Entradas de um conjunto de dados de apontamento:
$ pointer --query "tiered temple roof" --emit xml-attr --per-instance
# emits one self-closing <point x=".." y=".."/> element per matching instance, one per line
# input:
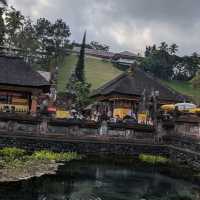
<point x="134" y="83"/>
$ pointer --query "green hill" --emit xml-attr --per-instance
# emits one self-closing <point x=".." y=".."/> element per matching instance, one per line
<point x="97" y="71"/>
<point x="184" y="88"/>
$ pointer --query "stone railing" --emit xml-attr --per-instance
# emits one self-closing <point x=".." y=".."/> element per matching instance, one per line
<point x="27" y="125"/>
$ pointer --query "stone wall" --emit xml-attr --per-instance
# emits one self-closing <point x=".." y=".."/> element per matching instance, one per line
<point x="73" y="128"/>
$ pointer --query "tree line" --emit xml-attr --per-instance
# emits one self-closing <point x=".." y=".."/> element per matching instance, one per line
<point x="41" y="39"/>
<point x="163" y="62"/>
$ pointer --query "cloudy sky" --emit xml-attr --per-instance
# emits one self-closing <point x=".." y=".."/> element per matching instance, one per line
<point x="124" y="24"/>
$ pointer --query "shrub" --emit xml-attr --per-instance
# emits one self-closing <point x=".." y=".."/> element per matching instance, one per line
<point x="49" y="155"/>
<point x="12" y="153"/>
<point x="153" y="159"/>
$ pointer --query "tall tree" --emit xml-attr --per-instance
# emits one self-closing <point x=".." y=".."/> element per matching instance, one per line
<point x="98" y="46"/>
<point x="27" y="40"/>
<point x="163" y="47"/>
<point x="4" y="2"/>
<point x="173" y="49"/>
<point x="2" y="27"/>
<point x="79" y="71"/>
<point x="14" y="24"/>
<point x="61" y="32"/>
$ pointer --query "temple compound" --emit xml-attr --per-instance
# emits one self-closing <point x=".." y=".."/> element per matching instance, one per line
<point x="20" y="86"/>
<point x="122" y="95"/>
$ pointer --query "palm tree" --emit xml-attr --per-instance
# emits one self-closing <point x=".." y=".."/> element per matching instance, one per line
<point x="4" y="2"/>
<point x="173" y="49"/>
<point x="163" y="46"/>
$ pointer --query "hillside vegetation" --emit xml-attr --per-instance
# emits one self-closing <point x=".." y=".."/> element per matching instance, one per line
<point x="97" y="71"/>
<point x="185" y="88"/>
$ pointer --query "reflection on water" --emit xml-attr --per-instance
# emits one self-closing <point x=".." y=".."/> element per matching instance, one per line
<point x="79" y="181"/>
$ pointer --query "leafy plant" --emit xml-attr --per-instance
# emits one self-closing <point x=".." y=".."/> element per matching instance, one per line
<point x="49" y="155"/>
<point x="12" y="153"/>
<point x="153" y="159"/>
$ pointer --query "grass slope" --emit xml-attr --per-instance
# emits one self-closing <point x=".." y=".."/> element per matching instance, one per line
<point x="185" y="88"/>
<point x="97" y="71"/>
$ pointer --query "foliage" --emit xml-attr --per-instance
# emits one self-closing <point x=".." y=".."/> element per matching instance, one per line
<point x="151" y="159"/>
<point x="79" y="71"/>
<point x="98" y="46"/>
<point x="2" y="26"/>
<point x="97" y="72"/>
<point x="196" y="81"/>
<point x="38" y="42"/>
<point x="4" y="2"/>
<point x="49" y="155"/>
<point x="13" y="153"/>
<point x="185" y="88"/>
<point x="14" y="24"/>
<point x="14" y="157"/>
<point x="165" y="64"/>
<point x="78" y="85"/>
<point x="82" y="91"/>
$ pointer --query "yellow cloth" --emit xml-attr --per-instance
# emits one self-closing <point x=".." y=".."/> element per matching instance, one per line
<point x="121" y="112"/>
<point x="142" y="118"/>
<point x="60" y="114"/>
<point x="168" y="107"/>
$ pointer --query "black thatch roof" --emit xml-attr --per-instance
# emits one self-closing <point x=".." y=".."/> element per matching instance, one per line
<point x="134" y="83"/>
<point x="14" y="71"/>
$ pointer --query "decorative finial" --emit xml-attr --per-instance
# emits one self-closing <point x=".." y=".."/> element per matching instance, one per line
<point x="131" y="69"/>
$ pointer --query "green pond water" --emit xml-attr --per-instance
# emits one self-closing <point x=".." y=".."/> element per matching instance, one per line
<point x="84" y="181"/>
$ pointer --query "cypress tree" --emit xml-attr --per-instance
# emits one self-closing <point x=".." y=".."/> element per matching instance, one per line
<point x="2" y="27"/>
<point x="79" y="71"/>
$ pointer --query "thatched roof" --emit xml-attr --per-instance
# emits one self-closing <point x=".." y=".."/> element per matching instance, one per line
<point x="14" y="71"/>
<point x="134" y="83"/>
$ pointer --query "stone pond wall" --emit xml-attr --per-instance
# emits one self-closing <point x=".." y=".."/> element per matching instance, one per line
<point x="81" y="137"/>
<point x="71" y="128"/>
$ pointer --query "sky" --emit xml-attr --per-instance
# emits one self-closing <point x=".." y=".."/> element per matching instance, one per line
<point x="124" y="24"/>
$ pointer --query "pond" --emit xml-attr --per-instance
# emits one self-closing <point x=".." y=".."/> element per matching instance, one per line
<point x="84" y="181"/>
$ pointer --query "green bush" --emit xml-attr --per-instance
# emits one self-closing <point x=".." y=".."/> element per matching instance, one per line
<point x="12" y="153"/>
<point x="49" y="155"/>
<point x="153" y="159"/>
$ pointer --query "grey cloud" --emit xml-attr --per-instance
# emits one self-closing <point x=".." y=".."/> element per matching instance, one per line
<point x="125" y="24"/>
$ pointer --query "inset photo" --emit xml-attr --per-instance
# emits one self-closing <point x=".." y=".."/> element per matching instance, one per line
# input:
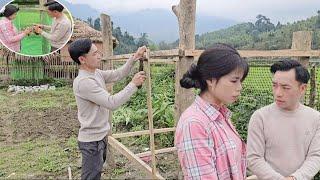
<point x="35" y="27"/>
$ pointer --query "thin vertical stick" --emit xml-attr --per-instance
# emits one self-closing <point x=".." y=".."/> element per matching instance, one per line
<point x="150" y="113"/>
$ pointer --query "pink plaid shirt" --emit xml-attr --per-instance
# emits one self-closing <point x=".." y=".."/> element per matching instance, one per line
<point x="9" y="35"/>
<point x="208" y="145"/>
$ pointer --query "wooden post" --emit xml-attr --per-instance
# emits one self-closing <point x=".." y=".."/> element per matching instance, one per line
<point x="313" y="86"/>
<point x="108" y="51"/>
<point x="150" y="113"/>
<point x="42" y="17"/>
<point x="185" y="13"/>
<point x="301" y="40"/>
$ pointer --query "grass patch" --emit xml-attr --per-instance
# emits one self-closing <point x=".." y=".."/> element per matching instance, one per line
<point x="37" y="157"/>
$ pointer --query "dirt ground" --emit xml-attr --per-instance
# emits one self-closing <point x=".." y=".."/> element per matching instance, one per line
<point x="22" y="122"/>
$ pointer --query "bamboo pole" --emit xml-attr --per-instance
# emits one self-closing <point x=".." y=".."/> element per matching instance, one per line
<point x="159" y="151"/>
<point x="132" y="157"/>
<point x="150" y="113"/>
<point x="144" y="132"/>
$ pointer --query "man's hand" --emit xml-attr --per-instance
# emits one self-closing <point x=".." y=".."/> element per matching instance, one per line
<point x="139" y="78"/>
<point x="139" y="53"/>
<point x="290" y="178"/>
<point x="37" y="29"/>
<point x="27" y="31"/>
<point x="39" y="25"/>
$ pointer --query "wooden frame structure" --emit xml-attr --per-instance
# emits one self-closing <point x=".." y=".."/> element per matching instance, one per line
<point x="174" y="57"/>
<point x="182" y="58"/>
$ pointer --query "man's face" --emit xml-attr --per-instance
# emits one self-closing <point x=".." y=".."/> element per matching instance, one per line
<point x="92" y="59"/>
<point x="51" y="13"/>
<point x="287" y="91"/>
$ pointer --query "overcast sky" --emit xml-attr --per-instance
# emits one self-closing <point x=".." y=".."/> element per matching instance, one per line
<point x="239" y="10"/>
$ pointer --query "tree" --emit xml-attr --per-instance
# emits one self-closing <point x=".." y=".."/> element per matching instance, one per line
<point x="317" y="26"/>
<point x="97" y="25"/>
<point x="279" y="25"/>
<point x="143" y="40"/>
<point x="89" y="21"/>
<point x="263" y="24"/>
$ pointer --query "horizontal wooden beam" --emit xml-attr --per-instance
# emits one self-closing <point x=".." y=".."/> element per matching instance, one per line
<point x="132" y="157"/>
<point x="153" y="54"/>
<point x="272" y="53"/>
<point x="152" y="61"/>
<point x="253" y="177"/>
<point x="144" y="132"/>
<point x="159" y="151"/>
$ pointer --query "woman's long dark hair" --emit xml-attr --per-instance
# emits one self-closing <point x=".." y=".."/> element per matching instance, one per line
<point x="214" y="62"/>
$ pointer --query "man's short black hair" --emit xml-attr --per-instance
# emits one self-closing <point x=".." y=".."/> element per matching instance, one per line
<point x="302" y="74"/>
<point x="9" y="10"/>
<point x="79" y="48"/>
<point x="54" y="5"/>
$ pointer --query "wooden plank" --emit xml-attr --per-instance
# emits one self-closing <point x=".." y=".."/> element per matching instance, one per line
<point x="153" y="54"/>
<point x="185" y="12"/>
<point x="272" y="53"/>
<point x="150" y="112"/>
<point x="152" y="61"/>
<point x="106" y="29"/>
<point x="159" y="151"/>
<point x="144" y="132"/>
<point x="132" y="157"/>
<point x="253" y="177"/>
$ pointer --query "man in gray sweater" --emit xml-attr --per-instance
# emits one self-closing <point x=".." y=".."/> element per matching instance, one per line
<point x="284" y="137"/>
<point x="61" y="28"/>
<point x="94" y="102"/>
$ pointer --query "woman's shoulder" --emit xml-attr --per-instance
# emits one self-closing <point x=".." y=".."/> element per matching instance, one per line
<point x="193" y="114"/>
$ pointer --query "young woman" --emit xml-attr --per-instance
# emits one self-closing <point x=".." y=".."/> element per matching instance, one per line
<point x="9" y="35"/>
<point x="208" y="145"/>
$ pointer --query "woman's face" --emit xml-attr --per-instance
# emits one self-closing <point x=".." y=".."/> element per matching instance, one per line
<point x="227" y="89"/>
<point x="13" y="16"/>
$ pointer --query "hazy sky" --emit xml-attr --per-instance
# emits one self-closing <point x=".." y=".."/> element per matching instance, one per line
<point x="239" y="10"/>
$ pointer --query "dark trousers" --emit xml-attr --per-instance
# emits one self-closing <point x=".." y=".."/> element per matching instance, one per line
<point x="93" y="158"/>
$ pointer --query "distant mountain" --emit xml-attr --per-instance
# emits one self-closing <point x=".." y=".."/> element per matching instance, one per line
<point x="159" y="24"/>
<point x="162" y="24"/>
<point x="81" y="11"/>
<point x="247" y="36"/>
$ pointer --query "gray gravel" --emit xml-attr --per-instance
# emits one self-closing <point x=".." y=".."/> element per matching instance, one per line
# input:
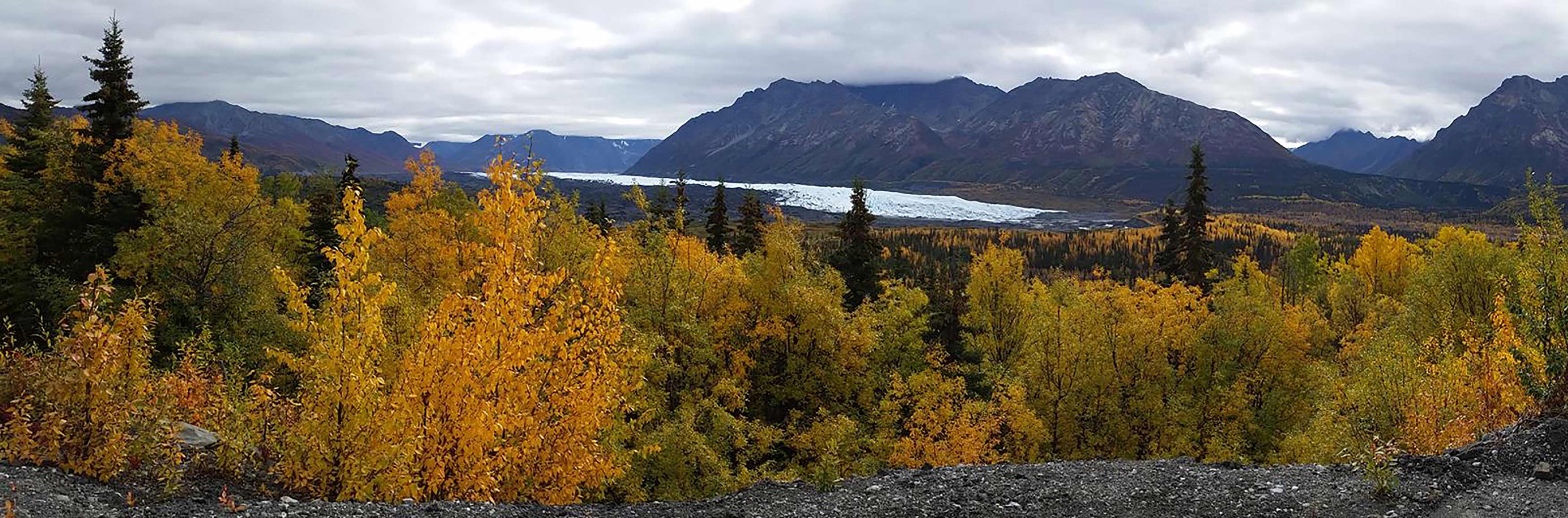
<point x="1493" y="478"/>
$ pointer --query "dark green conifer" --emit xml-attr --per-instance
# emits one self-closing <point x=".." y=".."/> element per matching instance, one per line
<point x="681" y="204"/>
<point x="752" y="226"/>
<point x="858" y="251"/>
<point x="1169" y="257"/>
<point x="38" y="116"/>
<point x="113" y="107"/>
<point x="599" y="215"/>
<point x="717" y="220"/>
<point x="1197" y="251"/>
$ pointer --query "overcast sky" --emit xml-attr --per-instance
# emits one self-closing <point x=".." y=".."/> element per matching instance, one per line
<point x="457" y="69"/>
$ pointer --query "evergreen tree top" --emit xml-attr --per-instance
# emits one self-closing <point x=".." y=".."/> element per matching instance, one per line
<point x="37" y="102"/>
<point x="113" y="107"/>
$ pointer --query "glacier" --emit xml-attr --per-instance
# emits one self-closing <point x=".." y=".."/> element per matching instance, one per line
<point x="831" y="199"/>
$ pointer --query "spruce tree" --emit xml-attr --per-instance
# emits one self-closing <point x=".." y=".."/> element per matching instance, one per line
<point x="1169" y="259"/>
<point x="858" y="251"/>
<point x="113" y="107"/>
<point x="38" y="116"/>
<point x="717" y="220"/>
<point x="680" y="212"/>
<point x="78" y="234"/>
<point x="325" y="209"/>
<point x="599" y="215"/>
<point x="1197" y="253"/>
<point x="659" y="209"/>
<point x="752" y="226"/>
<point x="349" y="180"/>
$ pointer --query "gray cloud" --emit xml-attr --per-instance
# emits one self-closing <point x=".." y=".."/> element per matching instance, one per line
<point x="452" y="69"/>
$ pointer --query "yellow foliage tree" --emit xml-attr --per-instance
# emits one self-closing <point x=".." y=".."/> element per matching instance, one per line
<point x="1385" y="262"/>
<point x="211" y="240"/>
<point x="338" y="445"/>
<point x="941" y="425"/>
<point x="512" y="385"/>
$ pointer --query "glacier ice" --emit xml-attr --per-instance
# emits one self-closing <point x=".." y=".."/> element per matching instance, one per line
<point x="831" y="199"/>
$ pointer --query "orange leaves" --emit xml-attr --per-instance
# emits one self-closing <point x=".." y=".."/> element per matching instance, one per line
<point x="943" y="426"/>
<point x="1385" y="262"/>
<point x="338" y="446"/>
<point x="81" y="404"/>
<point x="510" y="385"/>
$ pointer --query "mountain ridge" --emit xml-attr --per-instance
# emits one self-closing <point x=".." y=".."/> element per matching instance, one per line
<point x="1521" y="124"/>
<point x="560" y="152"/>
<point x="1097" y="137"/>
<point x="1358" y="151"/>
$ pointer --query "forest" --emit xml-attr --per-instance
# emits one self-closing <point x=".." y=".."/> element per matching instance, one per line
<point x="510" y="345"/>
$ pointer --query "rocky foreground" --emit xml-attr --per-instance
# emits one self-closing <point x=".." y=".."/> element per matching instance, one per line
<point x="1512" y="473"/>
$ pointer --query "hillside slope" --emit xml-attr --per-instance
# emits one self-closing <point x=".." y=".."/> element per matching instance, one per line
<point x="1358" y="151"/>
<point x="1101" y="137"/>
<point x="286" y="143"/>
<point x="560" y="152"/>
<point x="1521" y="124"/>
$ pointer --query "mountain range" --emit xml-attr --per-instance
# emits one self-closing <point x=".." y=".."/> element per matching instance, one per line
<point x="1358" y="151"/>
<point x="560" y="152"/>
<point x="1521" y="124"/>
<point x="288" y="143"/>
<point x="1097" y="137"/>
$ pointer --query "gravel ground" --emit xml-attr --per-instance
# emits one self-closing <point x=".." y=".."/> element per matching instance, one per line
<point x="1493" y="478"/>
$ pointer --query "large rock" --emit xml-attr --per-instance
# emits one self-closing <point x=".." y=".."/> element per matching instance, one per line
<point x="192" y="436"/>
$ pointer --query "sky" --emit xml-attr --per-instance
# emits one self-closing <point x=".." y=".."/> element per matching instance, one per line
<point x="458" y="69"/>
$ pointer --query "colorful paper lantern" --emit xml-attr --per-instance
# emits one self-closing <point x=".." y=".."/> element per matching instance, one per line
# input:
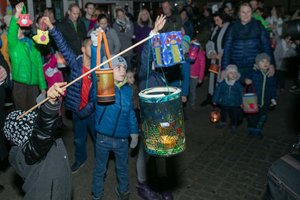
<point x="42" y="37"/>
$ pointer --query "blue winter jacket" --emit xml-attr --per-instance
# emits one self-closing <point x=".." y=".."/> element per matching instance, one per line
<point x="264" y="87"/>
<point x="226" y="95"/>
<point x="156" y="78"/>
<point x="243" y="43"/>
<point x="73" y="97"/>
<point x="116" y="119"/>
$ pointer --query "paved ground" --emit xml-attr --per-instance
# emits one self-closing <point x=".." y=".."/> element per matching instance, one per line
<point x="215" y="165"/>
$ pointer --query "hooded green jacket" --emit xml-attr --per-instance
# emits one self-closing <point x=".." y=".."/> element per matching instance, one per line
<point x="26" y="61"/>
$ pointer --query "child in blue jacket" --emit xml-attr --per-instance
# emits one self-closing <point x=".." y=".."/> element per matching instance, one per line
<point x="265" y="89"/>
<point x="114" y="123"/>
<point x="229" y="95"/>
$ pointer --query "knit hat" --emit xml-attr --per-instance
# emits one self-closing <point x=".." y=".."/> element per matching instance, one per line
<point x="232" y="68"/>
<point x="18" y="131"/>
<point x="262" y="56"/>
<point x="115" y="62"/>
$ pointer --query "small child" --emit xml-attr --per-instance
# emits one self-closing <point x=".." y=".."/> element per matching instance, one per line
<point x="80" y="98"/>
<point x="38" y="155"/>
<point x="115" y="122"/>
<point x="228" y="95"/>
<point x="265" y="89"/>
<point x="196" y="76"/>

OBJETIVO:
Reúna todas as linhas dos registros acima que contêm a palavra "gray". Maiúsculas e minúsculas devem ser diferenciadas.

TAREFA CONCLUÍDA:
$ pointer --query "man in gray sweater" --emit xml-attr --per-instance
$ pointer --query "gray gravel" --emit xml-attr --per-instance
$ pointer --query "gray cloud" --emit xml-attr --per-instance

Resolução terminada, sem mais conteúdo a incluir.